Recorded data:
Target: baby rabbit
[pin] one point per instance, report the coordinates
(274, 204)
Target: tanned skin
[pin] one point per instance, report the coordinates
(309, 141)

Exercise description: Reproduce every line of the items above, requests included, multiplying each coordinate in the answers by 1.6 and rounding to the nearest whole number, with halves rounded up.

Solution to this task:
Target: baby rabbit
[pin] one point per instance, report the coordinates
(438, 326)
Target: tanned skin
[pin] one point per instance, report the coordinates
(494, 226)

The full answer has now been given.